→ **ACTIVITÉ 1**
Indiquez si chacune des affirmations (a), (b) et (c) s'accorde avec le texte de lecture : répondez par oui ou par non et citez les mots du texte qui tranchent. (a) Un commentateur juge le texte digne de la Pléiade roumaine. (b) Un commentateur déclare savoir clairement qui brûle qui. (c) Les nouvelles de Dourak arrivent depuis trois jours.
→ **ACTIVITÉ 2**
D'après le texte de lecture, quel avantage un commentateur trouve-t-il au texte ?
→ **ACTIVITÉ 3**
Prolongez le texte de lecture, ces commentaires sur un texte de concours, à la suite de sa dernière phrase.

Je trouve tout ça très bon. Même le rondel, c'est dire.
tout twitter en émoi https://twitter.com/search?q=Roumanie&src=trend_click&f=live
C'est de bon goût, en tous cas. Je me sens confus comme les duchesses spectrales. Doit-on y comprendre que Dourak est scénariste de Doctor Who ?
Ou plutôt Code Quantum. Ce n'est pas clair.
C'est une très bonne tragi-comédie digne de la Pléiade roumaine.
Voilà enfin un texte qui semble avoir été écrit bien bourré au Pastis.
Ça manquait.
L'avantage, c'est qu'on finit toujours par rigoler pour rien.
L'inconvénient, c'est qu'il y a une poésie à la con au milieu et qu'on ne sait pas très bien qui brûle qui, ni comment, et encore moins à quelle époque.
L'ensemble me semble avoir été écrit par les Robins des Bois, ce qui fait qu'il s’agit de mon "texte plagié écrit saoul" préféré à ce stade de la compétition.
plus de nouvelles de Dourak depuis 3 jours. Prions pour qu'il ne se soit pas réellement fait la malle en nous laissant orphelins avec pour seul réconfort ce texte testamentaire.
Je pense depuis le début que ce texte est bien plus inquiétant que n'importe quelle toux sèche glissant lentement vers une détresse respiratoire.

Éléments de données:
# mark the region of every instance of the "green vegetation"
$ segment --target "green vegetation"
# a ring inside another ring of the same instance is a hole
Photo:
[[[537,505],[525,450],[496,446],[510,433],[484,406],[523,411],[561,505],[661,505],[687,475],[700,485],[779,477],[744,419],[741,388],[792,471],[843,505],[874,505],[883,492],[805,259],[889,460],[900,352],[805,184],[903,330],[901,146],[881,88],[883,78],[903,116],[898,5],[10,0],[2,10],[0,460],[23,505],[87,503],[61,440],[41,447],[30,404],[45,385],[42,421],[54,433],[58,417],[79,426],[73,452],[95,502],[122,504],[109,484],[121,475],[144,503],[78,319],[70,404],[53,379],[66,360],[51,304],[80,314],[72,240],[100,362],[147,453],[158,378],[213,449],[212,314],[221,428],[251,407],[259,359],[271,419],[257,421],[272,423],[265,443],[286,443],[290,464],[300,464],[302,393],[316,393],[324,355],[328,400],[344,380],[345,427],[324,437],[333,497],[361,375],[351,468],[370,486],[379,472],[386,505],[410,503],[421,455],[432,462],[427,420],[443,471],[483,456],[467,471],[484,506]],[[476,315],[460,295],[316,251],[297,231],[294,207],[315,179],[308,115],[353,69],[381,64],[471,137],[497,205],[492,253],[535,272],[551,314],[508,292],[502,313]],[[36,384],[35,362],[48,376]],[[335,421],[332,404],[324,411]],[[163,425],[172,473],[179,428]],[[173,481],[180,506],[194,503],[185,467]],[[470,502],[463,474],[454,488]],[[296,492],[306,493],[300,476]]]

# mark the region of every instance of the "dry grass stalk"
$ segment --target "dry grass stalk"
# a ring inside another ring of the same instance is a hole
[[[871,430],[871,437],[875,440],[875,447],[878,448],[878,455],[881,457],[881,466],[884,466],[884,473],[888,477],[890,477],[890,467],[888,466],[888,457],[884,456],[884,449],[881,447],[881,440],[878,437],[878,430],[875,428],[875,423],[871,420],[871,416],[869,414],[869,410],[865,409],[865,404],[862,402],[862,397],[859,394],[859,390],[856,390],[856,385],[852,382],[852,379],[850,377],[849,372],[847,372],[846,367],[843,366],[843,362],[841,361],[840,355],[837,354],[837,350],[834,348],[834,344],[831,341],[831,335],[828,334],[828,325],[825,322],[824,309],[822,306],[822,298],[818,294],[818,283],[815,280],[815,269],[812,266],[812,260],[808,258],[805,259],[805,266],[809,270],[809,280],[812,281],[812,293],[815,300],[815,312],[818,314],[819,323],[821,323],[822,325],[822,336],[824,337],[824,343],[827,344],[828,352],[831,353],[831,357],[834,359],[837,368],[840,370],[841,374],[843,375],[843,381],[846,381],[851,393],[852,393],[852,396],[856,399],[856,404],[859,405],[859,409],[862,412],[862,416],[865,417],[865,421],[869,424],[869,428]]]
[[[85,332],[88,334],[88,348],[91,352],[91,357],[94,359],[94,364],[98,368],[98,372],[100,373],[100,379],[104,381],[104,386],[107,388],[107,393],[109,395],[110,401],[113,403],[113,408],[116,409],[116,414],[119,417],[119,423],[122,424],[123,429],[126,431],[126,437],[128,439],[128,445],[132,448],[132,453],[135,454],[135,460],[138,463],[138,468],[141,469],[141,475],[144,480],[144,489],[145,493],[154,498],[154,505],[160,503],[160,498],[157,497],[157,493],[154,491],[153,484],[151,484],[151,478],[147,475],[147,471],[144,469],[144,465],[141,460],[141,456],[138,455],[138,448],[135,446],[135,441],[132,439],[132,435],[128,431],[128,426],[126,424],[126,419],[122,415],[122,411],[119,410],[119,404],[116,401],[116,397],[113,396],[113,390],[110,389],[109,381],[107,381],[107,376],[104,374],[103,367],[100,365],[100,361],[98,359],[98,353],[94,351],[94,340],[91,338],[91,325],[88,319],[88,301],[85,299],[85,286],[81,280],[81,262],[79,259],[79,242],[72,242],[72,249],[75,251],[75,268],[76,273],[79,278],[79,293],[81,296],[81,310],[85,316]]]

→ **CORRIGÉ 1**
(a) Oui : « C'est une très bonne tragi-comédie digne de la Pléiade roumaine. »
(b) Non : « on ne sait pas très bien qui brûle qui, ni comment »
(c) Non : « plus de nouvelles de Dourak depuis 3 jours »

→ **CORRIGÉ 2**
On finit toujours par rigoler pour rien.

→ **CORRIGÉ 3**
Je suis donc assez inquiet, moi aussi.
(s'il s'avère que l'auteur est effectivement décédé (ou mourant), je veux bien récupérer un de ses points pute)
Je refuse que CTRL atteigne les 200 messages sur le forum. Il va se mettre à tout dérégler, il est obsédé par les points pute.
J'avoue que je craignais également le sous-texte de l'oeuvre sus-exposée. Mais ne nous emballons pas, gardons la tête froide et hors de l'eau, prenons le large, ne nous laissons pas aveugler par la détresse d'un abandon chimérique, TMTC, Dourak est probablement en train de se saouler avec des professionnelles tchèques dans un coupe-gorge de Sarajevo, comme ça lui prend parfois. Il nous reviendra rajeuni de 20 ans.
Toujours aucun signe du maître ès sonnet.
Nous guettons inlassablement le vortex qui saura le ramener près des siens.